Document excerpt:
To “Remake the World”: The Perennial Dream of the Left, Old, New, and Woke

On the 84th anniversary of the German invasion of Poland I find myself embarking on a study that will be roughly equal parts philosophical, historical, theological, and personal. It will immerse me in the writings of 20th century American Marxists who, despite the path they took, have fascinated me. They thought, wrote, and fought in a world that headed inexorably toward the Second World War, was embroiled in it, and then emerged from it, knocked for a loop. It seemed that, directly or indirectly, these writers were always trying to make sense of the conflagration and its aftermath.

This project will involve me in the risky business of imputing motives to people who claimed to know how the world worked, how it ought to go, and where history was heading. I want to be fair to people I deem mistaken, for I was once mistaken (if that’s not a euphemism) in just the way they were. Some American revolutionaries will admit the failures of their revolutions, but never reevaluate the conceit that human beings can “remake the world.” The day I gave up that conceit is the day I ceased to be a revolutionary.

Professor Alexander Riley, Bucknell University

I distinguish the merely mistaken from those who compound their mistakes with crimes enabled by the power (governmental, academic, and cultural) they wield. Such social outlaws are to be defeated, not refuted. I’m therefore concerned that what’s called “Wokeism” marks, not a break with Marxism, but an organic outgrowth thereof. What would allay my apprehension is a Marxist condemnation of Wokeism. Until I find one, I must take comfort in the writings of Bucknell University sociology professor Alexander Riley, especially his illuminating “Why Wokeism is Not Marxist” and his scorched-earth discrediting of Mark Levin’s American Marxism, “Marxism Misunderstood.” (Please also consider taking a look at my “Marksism Levinism,” an earlier review that complements Riley’s.)

A Marxist critique of the so-called “1619 Project,” which Riley adduces as evidence for his antithesis, is only implicitly against Wokeism. I’ve been amazed to find attacks on the weaponization of the Department of Justice against Donald Trump on the front page, not of The Wall Street Journal, but of The Militant, organ of the Castroist Socialist Workers Party. (Here’s the latest; friends will attest that it’s not the first such article I’ve forwarded to them.) My mental jury’s still deliberating.

George Novack, 1905-1992

Exhibit A in my study is Marxist educator George Novack (1905-1992) under whose influence by God’s grace I did not fall. Alan Wald, whom I mentioned the other day, befriended Novack and began corresponding with him in the late 1960s and would visit him in New York City—my city—and in the end eulogize him warmly and at length, facts I learned only yesterday. (This originally appeared in the magazine In Defense of Marxism in 1992 and anthologized in 2016 here.) I now know exactly where he lived in his last years and how easy it would have been for me to look him up.

(Items excerpted from a collection)
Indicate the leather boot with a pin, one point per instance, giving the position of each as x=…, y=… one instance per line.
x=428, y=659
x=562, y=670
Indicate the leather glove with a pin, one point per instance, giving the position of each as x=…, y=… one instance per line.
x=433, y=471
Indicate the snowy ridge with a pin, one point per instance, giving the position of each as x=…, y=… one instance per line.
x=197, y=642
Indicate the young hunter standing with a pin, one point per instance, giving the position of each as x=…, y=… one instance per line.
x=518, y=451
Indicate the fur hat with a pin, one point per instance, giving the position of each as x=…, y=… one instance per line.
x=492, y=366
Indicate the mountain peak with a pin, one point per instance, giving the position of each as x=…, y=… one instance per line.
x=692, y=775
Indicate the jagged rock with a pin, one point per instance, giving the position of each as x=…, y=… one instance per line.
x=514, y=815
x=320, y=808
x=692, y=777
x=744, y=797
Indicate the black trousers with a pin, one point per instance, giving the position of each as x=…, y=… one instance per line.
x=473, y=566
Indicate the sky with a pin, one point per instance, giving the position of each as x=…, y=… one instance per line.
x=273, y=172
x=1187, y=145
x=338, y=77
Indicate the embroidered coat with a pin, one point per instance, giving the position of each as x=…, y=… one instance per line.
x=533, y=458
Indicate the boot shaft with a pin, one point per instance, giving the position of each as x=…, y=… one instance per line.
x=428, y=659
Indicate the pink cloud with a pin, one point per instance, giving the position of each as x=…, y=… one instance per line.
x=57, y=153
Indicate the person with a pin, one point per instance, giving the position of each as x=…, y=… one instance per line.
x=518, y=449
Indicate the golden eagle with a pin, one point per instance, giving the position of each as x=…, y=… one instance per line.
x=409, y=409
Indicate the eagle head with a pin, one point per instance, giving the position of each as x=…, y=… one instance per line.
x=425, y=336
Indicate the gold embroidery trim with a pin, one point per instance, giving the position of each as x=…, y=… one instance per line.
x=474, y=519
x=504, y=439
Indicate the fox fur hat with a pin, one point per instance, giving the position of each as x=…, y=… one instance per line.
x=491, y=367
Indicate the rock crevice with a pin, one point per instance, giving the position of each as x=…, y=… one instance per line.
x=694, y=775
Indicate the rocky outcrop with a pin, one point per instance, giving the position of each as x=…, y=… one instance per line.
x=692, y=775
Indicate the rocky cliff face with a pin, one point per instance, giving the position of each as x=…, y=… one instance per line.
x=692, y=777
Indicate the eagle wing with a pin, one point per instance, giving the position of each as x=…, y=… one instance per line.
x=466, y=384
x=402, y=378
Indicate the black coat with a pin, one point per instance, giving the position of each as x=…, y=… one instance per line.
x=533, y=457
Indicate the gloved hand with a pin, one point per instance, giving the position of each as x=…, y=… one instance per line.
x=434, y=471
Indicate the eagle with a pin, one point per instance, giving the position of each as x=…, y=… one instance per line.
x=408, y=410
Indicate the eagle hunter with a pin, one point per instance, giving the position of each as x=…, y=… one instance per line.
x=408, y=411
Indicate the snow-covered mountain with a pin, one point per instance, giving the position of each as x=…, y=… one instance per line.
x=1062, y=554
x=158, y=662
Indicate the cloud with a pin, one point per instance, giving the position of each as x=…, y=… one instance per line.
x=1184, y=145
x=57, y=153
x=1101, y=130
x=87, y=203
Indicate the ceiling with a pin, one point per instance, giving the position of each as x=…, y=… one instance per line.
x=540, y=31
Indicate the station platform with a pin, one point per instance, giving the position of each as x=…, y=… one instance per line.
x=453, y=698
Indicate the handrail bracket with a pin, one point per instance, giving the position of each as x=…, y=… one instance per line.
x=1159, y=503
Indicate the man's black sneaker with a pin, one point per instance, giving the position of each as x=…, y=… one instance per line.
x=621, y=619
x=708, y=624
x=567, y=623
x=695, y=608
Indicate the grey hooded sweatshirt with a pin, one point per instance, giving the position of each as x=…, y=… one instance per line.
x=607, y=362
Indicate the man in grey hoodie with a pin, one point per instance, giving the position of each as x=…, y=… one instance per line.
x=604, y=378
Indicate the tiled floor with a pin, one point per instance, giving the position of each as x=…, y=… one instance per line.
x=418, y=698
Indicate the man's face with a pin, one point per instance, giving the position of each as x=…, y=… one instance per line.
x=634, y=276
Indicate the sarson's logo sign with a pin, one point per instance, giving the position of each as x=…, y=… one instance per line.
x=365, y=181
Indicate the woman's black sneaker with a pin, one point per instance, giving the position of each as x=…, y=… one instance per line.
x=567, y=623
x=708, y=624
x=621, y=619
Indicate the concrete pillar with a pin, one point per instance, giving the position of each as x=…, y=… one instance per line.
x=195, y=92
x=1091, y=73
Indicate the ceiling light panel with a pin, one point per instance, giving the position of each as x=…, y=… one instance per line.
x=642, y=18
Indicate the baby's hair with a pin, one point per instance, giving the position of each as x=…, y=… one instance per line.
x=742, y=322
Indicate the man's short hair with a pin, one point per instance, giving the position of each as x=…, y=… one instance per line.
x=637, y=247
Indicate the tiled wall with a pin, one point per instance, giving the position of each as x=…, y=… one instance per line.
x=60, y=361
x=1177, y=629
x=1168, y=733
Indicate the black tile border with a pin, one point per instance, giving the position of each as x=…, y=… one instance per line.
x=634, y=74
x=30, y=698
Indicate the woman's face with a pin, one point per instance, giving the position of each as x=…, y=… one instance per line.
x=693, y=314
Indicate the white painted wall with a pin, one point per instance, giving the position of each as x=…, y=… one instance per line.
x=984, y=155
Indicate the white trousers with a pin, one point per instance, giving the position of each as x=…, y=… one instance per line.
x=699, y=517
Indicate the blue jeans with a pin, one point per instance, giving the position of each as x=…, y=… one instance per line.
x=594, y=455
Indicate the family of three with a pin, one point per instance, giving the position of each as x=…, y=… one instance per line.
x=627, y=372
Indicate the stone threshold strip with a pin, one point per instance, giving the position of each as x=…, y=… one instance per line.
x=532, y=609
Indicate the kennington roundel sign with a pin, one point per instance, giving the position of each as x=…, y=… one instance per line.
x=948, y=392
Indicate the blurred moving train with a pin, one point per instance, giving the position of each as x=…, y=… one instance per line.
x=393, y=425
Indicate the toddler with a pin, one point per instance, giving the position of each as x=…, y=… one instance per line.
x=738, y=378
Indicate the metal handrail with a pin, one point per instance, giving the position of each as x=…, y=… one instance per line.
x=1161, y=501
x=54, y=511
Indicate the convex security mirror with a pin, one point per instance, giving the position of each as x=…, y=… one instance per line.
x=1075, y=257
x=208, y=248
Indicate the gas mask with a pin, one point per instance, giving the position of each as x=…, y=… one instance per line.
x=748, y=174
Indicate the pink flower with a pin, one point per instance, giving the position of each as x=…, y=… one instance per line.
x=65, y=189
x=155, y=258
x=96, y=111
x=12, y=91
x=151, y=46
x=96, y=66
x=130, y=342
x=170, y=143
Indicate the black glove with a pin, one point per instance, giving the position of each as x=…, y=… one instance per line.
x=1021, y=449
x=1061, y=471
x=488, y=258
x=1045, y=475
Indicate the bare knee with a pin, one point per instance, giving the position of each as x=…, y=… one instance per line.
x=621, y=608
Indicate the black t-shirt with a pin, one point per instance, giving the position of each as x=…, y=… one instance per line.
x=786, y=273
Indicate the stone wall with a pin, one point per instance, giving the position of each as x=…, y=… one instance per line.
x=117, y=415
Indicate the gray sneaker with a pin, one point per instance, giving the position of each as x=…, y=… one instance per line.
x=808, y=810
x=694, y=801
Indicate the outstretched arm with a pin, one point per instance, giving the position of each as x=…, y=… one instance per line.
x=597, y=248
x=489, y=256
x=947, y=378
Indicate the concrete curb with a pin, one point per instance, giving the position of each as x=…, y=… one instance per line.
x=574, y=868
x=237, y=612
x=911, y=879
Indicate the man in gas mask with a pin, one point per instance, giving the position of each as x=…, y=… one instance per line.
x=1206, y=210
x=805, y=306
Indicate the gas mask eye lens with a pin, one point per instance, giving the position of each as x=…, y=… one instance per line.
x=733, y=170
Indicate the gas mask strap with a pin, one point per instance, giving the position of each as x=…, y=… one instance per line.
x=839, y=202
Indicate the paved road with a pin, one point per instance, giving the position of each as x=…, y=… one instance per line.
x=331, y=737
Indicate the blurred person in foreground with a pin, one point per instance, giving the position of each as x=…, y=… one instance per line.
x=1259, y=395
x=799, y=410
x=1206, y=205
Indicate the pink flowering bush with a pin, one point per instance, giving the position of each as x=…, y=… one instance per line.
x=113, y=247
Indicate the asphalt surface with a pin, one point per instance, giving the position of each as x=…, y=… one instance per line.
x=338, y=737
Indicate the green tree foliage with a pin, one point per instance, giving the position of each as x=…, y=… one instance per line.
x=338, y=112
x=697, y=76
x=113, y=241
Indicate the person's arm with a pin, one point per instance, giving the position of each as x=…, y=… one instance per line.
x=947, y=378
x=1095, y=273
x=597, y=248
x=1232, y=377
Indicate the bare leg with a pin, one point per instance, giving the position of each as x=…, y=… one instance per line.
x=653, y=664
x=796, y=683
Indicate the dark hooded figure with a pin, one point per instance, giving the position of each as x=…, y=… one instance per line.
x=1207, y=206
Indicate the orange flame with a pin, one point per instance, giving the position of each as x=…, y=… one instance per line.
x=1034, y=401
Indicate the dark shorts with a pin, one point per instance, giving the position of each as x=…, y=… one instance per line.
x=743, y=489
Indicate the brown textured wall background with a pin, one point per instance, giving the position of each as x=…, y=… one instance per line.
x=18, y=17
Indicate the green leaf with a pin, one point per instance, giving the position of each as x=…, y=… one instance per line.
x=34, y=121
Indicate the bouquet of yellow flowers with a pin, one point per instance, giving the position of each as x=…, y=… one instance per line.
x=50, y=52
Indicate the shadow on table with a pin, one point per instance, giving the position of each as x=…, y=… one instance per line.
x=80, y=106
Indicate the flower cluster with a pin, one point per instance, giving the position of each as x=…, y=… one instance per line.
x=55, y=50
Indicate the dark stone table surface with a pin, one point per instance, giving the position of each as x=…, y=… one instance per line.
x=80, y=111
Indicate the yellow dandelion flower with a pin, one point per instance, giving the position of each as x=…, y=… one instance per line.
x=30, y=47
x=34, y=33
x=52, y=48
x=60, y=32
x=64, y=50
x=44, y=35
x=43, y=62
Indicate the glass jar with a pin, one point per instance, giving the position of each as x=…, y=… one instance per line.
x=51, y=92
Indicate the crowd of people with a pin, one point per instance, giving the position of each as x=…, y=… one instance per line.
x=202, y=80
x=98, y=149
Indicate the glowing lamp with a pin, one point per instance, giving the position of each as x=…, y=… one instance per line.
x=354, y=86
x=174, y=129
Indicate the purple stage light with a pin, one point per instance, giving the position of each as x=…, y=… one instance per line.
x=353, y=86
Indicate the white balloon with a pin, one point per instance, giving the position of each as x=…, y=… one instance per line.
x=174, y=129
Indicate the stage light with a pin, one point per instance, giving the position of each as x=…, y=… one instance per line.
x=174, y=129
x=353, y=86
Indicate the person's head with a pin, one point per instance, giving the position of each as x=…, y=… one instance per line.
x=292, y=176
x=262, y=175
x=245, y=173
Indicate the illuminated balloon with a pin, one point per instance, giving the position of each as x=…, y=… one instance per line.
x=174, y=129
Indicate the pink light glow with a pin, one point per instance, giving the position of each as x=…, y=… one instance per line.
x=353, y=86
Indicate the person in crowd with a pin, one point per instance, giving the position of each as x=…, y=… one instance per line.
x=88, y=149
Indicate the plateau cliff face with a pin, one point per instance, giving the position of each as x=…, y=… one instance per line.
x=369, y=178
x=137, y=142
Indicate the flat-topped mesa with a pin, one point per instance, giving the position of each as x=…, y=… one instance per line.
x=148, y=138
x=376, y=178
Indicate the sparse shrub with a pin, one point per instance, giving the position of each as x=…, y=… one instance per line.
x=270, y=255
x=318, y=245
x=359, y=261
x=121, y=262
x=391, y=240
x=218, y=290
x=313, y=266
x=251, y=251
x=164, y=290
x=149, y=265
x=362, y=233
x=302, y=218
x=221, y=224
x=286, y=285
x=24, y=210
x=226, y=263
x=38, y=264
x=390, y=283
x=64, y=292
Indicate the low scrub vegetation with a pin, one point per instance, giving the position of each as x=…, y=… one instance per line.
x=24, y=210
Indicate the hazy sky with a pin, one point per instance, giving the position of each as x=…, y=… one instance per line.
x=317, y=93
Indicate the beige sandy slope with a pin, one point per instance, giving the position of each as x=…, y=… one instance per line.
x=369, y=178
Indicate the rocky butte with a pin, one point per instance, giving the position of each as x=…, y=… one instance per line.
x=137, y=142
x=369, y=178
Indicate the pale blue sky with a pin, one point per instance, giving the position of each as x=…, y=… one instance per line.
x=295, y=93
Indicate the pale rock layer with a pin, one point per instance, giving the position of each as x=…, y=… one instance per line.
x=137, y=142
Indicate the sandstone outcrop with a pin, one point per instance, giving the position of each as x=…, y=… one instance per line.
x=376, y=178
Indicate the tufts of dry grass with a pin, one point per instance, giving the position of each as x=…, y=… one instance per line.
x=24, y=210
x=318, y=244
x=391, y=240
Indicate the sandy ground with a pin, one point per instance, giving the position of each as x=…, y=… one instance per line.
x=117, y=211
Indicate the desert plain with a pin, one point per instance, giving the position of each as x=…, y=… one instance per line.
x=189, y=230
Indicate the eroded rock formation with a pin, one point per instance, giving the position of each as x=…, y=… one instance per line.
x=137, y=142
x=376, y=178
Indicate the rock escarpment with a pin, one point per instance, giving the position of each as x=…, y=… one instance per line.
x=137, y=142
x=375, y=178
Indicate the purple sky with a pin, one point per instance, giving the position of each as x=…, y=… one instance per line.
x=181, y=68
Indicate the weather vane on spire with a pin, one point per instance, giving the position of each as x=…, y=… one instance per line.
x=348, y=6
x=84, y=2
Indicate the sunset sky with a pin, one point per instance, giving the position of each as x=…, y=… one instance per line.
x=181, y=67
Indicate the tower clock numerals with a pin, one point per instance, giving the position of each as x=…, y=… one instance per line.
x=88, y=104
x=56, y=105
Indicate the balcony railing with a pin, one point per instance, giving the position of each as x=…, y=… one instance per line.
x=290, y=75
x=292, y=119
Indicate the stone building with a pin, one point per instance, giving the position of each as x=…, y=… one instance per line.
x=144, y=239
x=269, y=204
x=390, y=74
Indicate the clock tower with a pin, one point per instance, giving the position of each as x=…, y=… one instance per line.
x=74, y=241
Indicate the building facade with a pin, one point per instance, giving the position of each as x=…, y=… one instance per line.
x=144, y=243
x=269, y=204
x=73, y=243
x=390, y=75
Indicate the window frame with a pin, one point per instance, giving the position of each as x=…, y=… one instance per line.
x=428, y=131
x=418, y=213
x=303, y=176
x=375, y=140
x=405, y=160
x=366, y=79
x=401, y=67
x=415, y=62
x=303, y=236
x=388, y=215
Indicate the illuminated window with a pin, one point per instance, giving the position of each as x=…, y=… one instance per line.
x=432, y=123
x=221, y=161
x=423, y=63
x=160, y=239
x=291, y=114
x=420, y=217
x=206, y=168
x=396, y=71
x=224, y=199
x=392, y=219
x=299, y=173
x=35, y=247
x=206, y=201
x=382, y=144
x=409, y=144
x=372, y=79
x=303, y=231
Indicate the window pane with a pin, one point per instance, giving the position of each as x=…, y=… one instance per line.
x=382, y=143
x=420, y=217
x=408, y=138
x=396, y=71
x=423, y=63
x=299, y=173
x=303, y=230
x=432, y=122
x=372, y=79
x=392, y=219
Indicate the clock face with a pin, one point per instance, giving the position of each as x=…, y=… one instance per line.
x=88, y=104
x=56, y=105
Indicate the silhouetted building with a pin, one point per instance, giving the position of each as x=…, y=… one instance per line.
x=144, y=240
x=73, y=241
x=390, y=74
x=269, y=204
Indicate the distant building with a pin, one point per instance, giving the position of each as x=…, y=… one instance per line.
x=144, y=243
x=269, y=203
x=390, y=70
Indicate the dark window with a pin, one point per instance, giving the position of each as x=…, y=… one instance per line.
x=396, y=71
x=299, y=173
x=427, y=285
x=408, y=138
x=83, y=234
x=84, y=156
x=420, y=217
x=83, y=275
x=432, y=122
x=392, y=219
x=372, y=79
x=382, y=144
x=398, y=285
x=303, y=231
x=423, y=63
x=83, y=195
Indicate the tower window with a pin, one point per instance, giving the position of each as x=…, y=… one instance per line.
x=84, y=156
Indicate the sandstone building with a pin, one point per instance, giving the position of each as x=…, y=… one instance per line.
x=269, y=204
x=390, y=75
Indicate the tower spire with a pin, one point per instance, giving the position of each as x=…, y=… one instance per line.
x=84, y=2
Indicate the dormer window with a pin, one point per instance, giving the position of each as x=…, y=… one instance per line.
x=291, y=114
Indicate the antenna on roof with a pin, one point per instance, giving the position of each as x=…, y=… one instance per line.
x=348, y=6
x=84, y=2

Requests:
1: In the essay on American Marxists and Wokeism, which publication ran front-page attacks on the weaponization of the Department of Justice against Donald Trump?
2: Carry on the essay on American Marxists and Wokeism, picking up after its final sentence.

Answers to the problems:
1: The Militant, organ of the Castroist Socialist Workers Party.

2:
Poster announcing symposium for Alan M. Wald on the occasion of his retirement from UMichigan in 2013. https://events.umich.edu/event/12956

The life of Marxist revolutionaries, especially intellectuals, has a negative theological or atheological dimension. They are almost never unsocialized “village atheists,” but unbelief is ever in the background, or under the floorboards, of everything they think, even it only implicit or taken for granted. (It’s impolite, even beneath their dignity, to argue against religion.) In the case of the Novack, the philosophical writer, however, it had to surface sooner or later. I will foreground the fundamental question of worldview, which foregrounding will have a Christian-apologetical purpose.

Worldview is a topic to which Wald adverts every so often, but so far I haven’t caught him exploring it philosophically. That’s not his patch. He suggests that what marks off people he admires from the rest is commitment to remaking the world. Not to improving what they can, but to overhaul the whole.

But that God’s patch (Revelation 21:1).

The First Esthetic Judgment

James T. Farrell (1904-1979), ex-Catholic, ex-Trotskyist novelist and social theorist, a quintessential “New York Intellectual” (by way of Chicago).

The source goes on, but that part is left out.